-- EXCERPTED DATA follows --

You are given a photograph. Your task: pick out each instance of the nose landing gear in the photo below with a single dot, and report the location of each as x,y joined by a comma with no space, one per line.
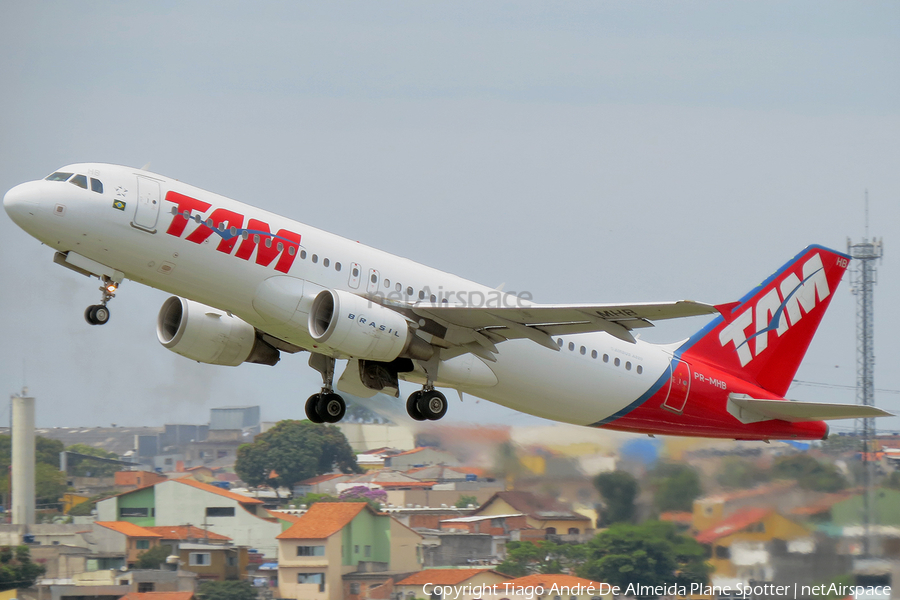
98,314
326,406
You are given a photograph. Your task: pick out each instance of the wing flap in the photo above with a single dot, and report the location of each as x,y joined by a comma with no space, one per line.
747,409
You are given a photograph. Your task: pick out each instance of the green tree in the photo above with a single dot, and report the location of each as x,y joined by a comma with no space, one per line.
226,590
153,558
676,486
293,451
16,568
810,473
85,467
650,554
618,490
740,473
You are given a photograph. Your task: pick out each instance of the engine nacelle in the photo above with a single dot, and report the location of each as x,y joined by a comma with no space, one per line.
357,327
209,335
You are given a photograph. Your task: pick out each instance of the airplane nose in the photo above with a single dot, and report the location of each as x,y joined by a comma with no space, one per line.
22,201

-- EXCERPTED DATA concluded --

Without the pictures, restate all the entries above exactly.

> EXERCISE ANSWER:
You are given a photograph. Your task: pick out each instance of the nose landing gear in the photo below with a single dot, and report the location of each as x,y joined by a comma with no space, one per line.
98,314
326,406
You are given a photograph. Your task: pick out each instance of the wing flap in the photo above with a single dot, and report the location of each as x,y joined by a comma with no space, one per line.
747,409
You are given a photograph. Your task: pick out each instance of the green tree in the photo above with a single dot, and report the location of each as x,y joined by a comma with no space, one per line.
226,590
153,558
676,486
293,451
16,568
810,473
85,467
650,554
618,490
740,473
You are given a photograph. Your task: pick out each instance of the engine nacelle in the photo above with a single dot, and report the location of each as x,y joined by a comma with no space, one per line.
357,327
209,335
You are given a photograph. Your task: pick out each instance of the airplane nose in the photo above with a single dot, and report the location of each as x,y joined by a comma with no space, one per line.
22,201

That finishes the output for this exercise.